• TASK ITEM A:
In the research summaries, what job does Pamela Hughes hold?
• TASK ITEM B:
Render this sentence from the research summaries in Spanish: "As a result, tribal councils and policymakers lack the information they need to address the problem."
• TASK ITEM C:
Write the next part of the research summaries, picking up after the last sentence.

• DOCUMENT SECTION:
* * * *
The opioid epidemic has hit indigenous communities especially hard. But researchers still don’t know how many Native Americans use injection drugs at the community level or precisely how local factors influence drug use. 

That’s partly because population estimation methodologies have mostly been applied in urban areas, and fear and stigma lead to underreporting. For example, Native people who use drugs can have their children taken from them and placed in foster care—part of a long, traumatic history of such removals.

“We know people are overdosing. And the reason it’s going unreported is out of fear,” says co-investigator Pamela Hughes, a Bois Forte Band member who is the substance use disorders program director for Bois Forte Tribal Government. 

As a result, tribal councils and policymakers lack the information they need to address the problem.

Team members will adapt population estimation methods to estimate the proportion of people who inject drugs in two tribal communities. And they will explore how engagement with traditional practices such as powwows and sweat lodges can exert a protective effect.

Photo illustration of Keith West
Keith West. Bangladesh photos by Paul Joseph Brown.

Can a new way of measuring micronutrient deficiencies end hidden hunger?

What’s known

Mild but chronic deficiencies in essential vitamins and minerals (a.k.a. hidden hunger) can cause everything from stunted growth to impaired immunity, affecting billions of people. Most of the harm accrues to women and children in resource-poor countries.

What’s needed

A cheap, quick, reliable, and valid way to identify micronutrient deficiencies so populations can be adequately assessed and get the food or supplements they need.
* * * *
Collected data
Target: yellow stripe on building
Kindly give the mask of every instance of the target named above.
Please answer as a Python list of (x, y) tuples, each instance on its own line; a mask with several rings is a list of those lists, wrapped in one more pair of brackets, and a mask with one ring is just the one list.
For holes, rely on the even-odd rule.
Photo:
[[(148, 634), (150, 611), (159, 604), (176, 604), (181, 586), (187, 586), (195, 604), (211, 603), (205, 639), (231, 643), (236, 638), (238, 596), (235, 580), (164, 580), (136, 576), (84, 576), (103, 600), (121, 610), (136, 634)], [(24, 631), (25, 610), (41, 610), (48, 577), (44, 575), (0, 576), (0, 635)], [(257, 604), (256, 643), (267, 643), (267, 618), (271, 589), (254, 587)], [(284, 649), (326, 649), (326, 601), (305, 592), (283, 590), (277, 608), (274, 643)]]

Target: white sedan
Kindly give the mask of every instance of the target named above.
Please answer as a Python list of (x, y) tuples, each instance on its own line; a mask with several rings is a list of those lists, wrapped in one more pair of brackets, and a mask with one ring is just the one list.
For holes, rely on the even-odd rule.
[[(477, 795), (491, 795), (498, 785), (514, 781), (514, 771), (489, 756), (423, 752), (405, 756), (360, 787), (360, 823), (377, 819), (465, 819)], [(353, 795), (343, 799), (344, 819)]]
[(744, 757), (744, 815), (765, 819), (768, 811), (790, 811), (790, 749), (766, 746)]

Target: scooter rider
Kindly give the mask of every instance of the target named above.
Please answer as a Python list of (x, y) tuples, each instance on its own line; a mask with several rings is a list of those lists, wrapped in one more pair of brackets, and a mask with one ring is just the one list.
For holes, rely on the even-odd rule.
* * * *
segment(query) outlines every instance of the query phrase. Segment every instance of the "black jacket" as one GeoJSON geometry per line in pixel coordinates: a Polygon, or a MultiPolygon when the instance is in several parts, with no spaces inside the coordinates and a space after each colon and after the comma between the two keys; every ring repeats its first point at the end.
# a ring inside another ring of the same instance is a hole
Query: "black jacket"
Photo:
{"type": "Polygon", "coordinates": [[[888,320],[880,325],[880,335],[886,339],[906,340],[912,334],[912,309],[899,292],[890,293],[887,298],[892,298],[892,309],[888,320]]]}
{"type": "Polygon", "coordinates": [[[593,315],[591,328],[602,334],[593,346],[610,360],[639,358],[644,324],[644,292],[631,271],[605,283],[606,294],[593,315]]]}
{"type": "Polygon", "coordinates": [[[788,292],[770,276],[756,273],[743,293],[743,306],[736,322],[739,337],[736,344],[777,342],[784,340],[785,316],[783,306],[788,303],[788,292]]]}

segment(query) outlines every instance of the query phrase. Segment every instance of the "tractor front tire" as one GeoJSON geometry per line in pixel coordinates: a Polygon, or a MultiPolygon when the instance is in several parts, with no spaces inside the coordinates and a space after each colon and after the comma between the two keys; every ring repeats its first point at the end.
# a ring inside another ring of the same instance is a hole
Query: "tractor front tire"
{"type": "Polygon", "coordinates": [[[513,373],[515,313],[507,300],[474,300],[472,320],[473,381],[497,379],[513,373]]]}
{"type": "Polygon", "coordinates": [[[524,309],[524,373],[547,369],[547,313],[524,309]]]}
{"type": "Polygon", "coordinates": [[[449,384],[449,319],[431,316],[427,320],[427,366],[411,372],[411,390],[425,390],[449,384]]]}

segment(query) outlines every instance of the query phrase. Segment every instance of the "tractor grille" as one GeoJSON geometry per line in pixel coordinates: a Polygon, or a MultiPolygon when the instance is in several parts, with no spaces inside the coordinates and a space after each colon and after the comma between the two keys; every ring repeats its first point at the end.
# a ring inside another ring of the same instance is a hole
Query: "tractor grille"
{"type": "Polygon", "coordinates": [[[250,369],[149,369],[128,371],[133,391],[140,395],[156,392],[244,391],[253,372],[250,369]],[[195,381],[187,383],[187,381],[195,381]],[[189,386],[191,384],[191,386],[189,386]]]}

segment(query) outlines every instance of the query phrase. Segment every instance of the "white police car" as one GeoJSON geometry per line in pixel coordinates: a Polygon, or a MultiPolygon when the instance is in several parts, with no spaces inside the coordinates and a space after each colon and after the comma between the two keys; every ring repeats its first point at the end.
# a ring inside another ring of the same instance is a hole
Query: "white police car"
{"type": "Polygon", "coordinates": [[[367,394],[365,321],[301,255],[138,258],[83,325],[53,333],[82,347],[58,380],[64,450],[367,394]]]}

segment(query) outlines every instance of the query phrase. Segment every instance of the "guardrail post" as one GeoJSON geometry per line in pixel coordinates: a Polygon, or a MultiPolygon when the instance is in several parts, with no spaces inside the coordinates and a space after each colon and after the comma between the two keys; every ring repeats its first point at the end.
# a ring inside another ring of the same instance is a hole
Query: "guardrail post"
* * * *
• EXPECTED OUTPUT A:
She is the substance use disorders program director for Bois Forte Tribal Government.

• EXPECTED OUTPUT B:
Como resultado, los consejos tribales y los responsables de formular políticas carecen de la información que necesitan para abordar el problema.

• EXPECTED OUTPUT C:
The goal 

In four years, Keith West, DrPH ’86, MPH ’79, aims to have a prototype device that could be used to reveal population-level micronutrient deficiencies. He plans to use that prototype to drive further support for using biomarkers as a tool for preventing hidden hunger and promoting better health where the need to do so is greatest. 

“SCIBAR is like manna from heaven, giving us the resources that we’ve been waiting for,” he says.

“SCIBAR is like manna from heaven, giving us the resources that we’ve been waiting for.”

What’s next 

West aims to harness new technologies to reduce dependency on difficult and expensive lab techniques by measuring proxy biomarkers of blood micronutrient levels. 

State-of-art methods aren’t much help in rapidly identifying deficiencies across large groups of people in impoverished settings—or in rapidly targeting interventions like fortifying foods and distributing supplements to ward off the ravages of hidden hunger.

“If you can’t measure it, you can’t prevent it,” says West, a professor in International Health.

Rather than measuring micronutrient concentrations directly, West and his colleagues predict micronutrient levels across large groups of people based on the amounts of proteins related to nutrients in their blood plasma—something that could in theory be done quickly and inexpensively.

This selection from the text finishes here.